=== Supplied records ===
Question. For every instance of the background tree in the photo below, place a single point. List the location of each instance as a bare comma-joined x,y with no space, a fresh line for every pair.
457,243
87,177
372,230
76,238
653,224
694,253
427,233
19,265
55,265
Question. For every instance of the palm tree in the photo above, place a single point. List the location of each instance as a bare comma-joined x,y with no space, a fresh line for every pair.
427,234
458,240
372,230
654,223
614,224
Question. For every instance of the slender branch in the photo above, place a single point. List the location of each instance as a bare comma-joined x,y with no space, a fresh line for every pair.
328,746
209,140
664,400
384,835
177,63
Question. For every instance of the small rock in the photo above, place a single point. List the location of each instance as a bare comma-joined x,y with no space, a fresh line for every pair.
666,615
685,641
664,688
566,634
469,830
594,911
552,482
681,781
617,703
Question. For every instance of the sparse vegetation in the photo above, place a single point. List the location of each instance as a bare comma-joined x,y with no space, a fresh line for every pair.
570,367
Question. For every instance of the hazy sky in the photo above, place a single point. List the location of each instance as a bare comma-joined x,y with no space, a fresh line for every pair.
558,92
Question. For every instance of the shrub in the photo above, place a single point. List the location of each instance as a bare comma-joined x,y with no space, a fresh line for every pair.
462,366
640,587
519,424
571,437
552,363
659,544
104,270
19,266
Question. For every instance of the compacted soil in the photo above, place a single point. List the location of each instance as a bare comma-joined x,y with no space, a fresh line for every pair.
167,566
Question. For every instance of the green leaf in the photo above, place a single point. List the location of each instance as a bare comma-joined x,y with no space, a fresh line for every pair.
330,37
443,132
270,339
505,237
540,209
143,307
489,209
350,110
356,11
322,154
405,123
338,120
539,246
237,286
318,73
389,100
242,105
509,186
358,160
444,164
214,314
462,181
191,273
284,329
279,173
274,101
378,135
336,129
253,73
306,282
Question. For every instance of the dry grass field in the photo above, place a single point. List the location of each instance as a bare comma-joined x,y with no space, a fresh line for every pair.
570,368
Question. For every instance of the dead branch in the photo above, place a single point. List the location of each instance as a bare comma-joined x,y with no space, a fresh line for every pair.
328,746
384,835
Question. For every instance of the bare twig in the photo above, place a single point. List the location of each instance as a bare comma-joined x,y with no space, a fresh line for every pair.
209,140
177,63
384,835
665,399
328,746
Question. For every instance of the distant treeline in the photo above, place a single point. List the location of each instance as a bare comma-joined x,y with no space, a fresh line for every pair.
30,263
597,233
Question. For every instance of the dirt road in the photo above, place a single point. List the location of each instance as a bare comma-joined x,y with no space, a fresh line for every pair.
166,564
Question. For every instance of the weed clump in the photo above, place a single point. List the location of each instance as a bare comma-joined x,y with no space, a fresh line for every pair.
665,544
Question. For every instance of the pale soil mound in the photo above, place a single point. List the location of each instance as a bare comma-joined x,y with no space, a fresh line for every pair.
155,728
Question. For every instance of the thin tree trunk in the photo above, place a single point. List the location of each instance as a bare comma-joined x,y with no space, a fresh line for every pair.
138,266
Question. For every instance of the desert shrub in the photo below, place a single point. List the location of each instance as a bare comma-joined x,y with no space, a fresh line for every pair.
===
• [Your objective]: Every line of the data above belongs in the answer, unchanged.

• [Result below]:
Question. For every instance of the background tree in the photo below, place a single point. List the location of each instance as a bare comma-joined x,y with no space, a fresh line for every pair.
457,243
87,177
372,230
76,238
653,224
694,253
427,233
19,265
55,265
Question. For every instance of the palm tree in the photo above, place a single point. List the location of each instance as a bare comma-joined x,y with no space, a fresh line for every pair.
427,234
458,240
372,230
654,223
614,224
Question. For every instance of the slender branch in the photo above, place a single point. List the location of each instance as a bare comma-joined x,y with no space, a fresh line for every pair.
328,746
209,140
664,400
384,835
177,63
Question. For every instance of the small rock in the photo above, place a single point. List the location of each instance as a bare comma-joined x,y with no space, a fresh line for every pair.
666,615
685,641
664,688
566,634
469,830
594,911
552,482
681,781
617,703
Question. For every instance of the sparse vegetation in the photo above, place a single point. List the location of each instance as a bare comma-joined x,y with no space, a fresh line for every pair.
570,367
Question. For every instance of the hazy sky in the photo above, place a single point. List the location of each instance as a bare comma-joined x,y with no space, a fresh line for every pair.
558,92
Question. For every instance of the shrub in the photo above, place a single point. List the location of each instance as a bare comma-joined x,y with no space, a fresh line for every pair.
462,366
640,587
519,424
571,437
552,363
659,544
104,270
19,266
Question. For every instance of the compacted soil in the photo above, place a single point. List the location of each instance as a bare comma-joined x,y with no space, a fresh line for every pair.
167,566
Question. For every instance of the green leaf in the photo above, place a single point. List the location of each instance as a bare comma-joined x,y with no space, a fresh line for every pair.
330,37
443,132
270,339
505,237
540,209
143,307
489,209
350,110
356,11
322,154
405,123
338,120
539,246
237,286
318,73
389,100
242,105
509,186
358,160
444,164
214,314
462,181
191,273
284,329
279,173
274,101
378,135
336,129
253,73
306,282
Question. For every instance of the dry grass field in the photo above, place a single point. List the location of each instance as a bare comma-joined x,y with no space, a fresh line for every pair.
570,368
Question. For every instance of the dead branch in the photo above, place a single point. List the location of each instance as a bare comma-joined x,y with no space, a fresh line for every pair.
328,746
384,835
Question. For every instance of the bare twig in the photo above, place a single point. List the location of each instance as a bare comma-joined x,y with no space, a fresh line for every pair.
209,140
177,63
384,835
665,399
328,746
Question. For every instance of the distant treeline in the photo above, place a single point. List the location of each instance as a bare comma-joined x,y with no space, a fresh line for every pair.
30,263
597,233
Question. For every instance of the dirt road in the photo above, place a single point. List the location of each instance as a bare comma-joined x,y with no space, a fresh line for every pair.
166,564
Question. For every instance of the weed clump in the photo above, place a single point. List the location of each instance as a bare comma-joined x,y with no space, a fresh line for every pair.
665,544
Question. For every instance of the pale soil mound in the photo above, place a single point. List the location of each instance as a bare comma-joined x,y with no space, a fresh line for every pair.
155,728
Question. For every instance of the thin tree trunk in the photo above, place a single point. List the location of each instance as a bare comma-joined x,y with no space, a fresh line for every pair.
138,266
Question. For every instance of the desert shrub in the photo below, place a single point. List the location of each instance as a bare comma-joined x,y with no space, a fresh line for every pair.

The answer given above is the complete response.